### Work order
Where does the word "uniform" show up in the data? Please find each such line and copy it.

Photo-based referring expression data:
-=-=-=-=-

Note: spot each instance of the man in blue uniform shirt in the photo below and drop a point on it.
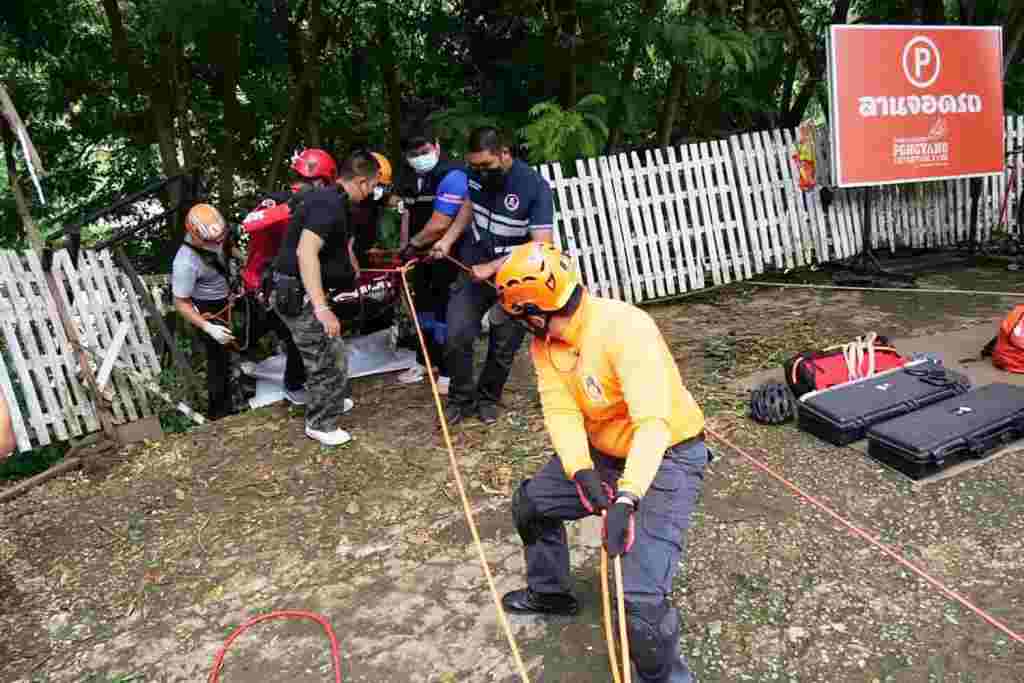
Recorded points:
(434, 195)
(510, 204)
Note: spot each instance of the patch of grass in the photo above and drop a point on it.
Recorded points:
(25, 465)
(116, 678)
(758, 602)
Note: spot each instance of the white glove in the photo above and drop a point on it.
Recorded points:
(219, 333)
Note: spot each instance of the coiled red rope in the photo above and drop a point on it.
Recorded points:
(285, 613)
(935, 583)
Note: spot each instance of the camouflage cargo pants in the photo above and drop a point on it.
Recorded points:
(326, 361)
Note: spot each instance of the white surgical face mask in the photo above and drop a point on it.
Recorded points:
(424, 163)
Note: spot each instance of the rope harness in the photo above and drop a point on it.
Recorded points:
(854, 354)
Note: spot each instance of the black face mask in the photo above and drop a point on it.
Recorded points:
(540, 333)
(493, 179)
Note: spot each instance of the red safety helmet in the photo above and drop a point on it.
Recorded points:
(314, 164)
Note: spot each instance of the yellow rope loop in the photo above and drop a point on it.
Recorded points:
(503, 620)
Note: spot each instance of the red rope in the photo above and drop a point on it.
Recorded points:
(948, 592)
(286, 613)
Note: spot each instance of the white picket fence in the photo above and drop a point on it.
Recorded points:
(668, 221)
(38, 357)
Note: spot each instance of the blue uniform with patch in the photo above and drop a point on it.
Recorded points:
(505, 219)
(501, 220)
(442, 189)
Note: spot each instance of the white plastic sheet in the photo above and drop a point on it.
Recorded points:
(369, 354)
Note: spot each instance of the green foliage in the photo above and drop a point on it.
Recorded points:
(22, 465)
(557, 134)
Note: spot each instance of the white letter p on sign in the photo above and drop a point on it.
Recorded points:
(922, 57)
(922, 61)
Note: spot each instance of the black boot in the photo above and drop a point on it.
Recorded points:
(525, 601)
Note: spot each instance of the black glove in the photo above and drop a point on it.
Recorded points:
(620, 526)
(410, 252)
(593, 493)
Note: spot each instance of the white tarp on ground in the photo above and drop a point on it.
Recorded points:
(369, 354)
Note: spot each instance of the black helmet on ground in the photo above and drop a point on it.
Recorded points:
(772, 403)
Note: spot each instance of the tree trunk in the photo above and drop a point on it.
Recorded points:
(638, 43)
(968, 9)
(392, 86)
(229, 61)
(285, 136)
(28, 225)
(299, 97)
(1013, 37)
(814, 62)
(313, 73)
(677, 85)
(162, 103)
(787, 84)
(750, 10)
(935, 12)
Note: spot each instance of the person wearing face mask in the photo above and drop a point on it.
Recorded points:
(313, 258)
(510, 204)
(366, 215)
(267, 226)
(629, 442)
(200, 285)
(436, 191)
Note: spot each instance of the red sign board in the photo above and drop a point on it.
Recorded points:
(914, 102)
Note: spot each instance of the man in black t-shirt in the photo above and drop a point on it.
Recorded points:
(312, 259)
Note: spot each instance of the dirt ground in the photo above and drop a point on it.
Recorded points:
(139, 572)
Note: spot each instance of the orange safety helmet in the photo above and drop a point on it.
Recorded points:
(385, 173)
(537, 279)
(205, 223)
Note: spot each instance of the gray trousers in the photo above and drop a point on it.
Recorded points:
(662, 520)
(326, 363)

-=-=-=-=-

### Solved problem
Note: spot each instance of the man in blue uniform shirt in the photo below and drop a point on it.
Note: spot each instance of the blue uniform with patch in the photo above and drop a point on it.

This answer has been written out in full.